(Coordinate annotation entries)
>> Start

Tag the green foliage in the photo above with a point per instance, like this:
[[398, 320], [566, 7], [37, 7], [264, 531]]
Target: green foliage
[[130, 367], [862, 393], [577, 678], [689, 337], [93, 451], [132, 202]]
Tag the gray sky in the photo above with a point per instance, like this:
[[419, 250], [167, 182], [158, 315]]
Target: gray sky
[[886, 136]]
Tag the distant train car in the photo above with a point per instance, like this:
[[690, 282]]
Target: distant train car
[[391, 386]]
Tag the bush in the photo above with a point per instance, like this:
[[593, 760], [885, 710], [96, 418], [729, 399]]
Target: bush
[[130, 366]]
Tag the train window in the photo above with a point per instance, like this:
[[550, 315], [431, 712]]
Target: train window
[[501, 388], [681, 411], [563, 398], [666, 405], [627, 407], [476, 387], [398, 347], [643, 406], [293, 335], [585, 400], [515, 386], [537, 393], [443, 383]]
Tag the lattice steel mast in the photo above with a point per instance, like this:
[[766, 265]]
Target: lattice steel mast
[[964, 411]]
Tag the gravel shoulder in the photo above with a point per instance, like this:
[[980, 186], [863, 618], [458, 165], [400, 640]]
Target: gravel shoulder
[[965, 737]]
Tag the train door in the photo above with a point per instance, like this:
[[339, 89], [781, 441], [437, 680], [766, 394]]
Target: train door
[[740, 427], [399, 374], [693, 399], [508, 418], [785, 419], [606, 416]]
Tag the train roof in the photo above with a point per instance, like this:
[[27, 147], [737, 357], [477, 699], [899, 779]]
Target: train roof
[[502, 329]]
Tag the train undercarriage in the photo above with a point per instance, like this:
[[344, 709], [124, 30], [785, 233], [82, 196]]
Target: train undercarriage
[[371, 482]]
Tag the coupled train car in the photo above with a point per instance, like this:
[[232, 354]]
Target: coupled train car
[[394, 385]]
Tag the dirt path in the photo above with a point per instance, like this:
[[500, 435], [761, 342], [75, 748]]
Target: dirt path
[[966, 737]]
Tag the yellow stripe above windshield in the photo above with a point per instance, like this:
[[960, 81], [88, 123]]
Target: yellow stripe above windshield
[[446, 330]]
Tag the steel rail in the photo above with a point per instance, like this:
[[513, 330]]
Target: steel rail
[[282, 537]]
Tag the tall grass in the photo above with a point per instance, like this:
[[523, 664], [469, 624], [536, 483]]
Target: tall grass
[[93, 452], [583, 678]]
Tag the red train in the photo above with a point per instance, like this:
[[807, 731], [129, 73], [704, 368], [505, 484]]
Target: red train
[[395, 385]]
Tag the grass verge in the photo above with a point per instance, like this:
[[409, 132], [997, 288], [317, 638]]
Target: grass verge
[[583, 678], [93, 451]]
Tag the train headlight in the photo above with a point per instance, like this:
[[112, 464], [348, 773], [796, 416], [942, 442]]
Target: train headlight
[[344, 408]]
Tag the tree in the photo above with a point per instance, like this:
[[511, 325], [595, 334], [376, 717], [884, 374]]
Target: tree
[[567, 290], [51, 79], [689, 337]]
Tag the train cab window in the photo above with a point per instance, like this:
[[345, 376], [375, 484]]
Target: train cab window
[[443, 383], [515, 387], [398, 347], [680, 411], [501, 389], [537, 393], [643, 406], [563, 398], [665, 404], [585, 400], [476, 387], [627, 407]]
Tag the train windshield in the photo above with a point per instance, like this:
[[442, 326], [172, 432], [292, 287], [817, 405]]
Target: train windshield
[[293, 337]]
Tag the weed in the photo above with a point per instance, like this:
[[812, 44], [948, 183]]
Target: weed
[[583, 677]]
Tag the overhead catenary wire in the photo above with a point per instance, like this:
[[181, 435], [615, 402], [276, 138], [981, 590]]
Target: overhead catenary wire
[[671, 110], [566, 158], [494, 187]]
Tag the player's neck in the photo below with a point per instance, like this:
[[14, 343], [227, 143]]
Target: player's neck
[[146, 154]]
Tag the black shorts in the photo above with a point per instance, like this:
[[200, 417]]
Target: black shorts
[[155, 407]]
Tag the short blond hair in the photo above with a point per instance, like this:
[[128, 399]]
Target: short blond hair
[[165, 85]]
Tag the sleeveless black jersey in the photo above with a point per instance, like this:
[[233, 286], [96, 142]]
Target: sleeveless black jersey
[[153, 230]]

>> End

THE EXERCISE →
Print the material above again, line for line, without changing anything.

COMPLETE ANSWER →
Tag the green foliage in the photo above with a point per instance, like this:
[[398, 320], [566, 7], [37, 7], [264, 531]]
Target: green foliage
[[130, 367], [862, 393], [577, 678], [689, 337], [93, 451], [132, 202]]
Tag the gray sky in the photo above with a point per instance, like this:
[[419, 250], [167, 182], [158, 315]]
Target: gray sky
[[886, 136]]
Tag the distant train car in the photo above with a point per instance, like this:
[[690, 282]]
Target: distant train car
[[391, 386]]
Tag the bush in the photo above with a point per instance, like this:
[[593, 760], [885, 710], [96, 418], [729, 399]]
Target: bush
[[130, 366]]
Tag the train window in the photo above with a point per instance, like this:
[[550, 315], [431, 712]]
Target: train window
[[501, 388], [681, 411], [563, 398], [666, 405], [627, 407], [476, 387], [398, 347], [643, 406], [293, 335], [585, 400], [515, 386], [537, 393], [443, 383]]
Tag the lattice steel mast in the photo above with a point per instance, like this:
[[766, 265]]
Target: lattice steel mast
[[964, 411]]
Tag the gravel shoulder in the photo above with a point per instance, like this:
[[980, 186], [863, 618], [458, 165], [400, 640]]
Target: gravel shoulder
[[965, 737]]
Tag the train door in the photo above with a point per instance, like this:
[[339, 89], [781, 441], [437, 680], [766, 394]]
Target: train door
[[740, 427], [399, 374], [693, 399], [508, 418], [785, 419], [606, 416]]
Tag the train roof in the photo above with a point per instance, like this:
[[27, 147], [737, 357], [477, 699], [899, 779]]
Target: train roof
[[502, 329]]
Tag the train undercarriage in the photo above with a point per instance, like this:
[[344, 709], [124, 30], [785, 233], [82, 196]]
Target: train undercarriage
[[371, 482]]
Tag the coupled train car in the photo above with a point per instance, like this:
[[232, 354]]
Target: coupled train car
[[394, 385]]
Tag the dirt path in the photo above with a point per instance, like this:
[[500, 435], [761, 342], [75, 748]]
Target: dirt path
[[966, 737]]
Tag the yellow stripe above windshield in the photo above with a point per instance, like this:
[[960, 81], [88, 123]]
Target: yellow stripe above windshield
[[446, 330]]
Tag the steel rail in the photo above with a point per instance, like this:
[[513, 330]]
Target: steel rail
[[282, 537]]
Tag the tall grass in the photo above with a point per instance, like this:
[[523, 664], [469, 624], [536, 483]]
Target: tall grass
[[93, 452], [583, 678]]
Tag the red train in the photo above with a point per instance, like this:
[[807, 731], [129, 73], [704, 368], [505, 484]]
Target: red train
[[395, 385]]
Tag the grass verge in the photo above with a point per instance, like this:
[[409, 132], [997, 288], [317, 638]]
Target: grass verge
[[583, 678], [93, 451]]
Tag the train headlight in the photo above with a point per instance, like this:
[[112, 464], [348, 773], [796, 416], [942, 442]]
Target: train headlight
[[344, 408]]
Tag the tree in the photo above with a point per instance, like this:
[[511, 325], [595, 334], [376, 717], [884, 374]]
Target: tree
[[567, 290], [51, 79], [689, 337]]
Tag the train cab window in the photo above with a point per instance, like this:
[[345, 376], [375, 484]]
Target: train cab window
[[443, 383], [515, 387], [398, 347], [680, 411], [501, 389], [537, 393], [643, 406], [563, 398], [665, 404], [585, 400], [476, 387], [627, 407]]
Tag the train windshield in the photo above with a point per instance, like this:
[[442, 326], [172, 432], [292, 287], [817, 405]]
Target: train windshield
[[293, 337]]
Tag the weed in the photo above with a point per instance, like this:
[[812, 44], [948, 183]]
Target: weed
[[583, 677]]
Tag the overhead catenary wire in the photo above with a point per instance, like this:
[[181, 435], [615, 402], [276, 138], [981, 590]]
Target: overhead catenary wire
[[671, 110], [566, 158], [494, 187]]
Tag the player's neck in the photo below with a point per instance, like this:
[[14, 343], [227, 143]]
Target: player's neck
[[146, 154]]
Tag the black shorts in the photo above with a point per instance, like this:
[[200, 417]]
Target: black shorts
[[155, 407]]
Tag the short blond hair in the photo above with a point per instance, like this:
[[128, 399]]
Target: short blond hair
[[165, 85]]
Tag the sleeveless black jersey in the photo above with a point per instance, like this:
[[233, 286], [96, 142]]
Target: sleeveless black jersey
[[153, 230]]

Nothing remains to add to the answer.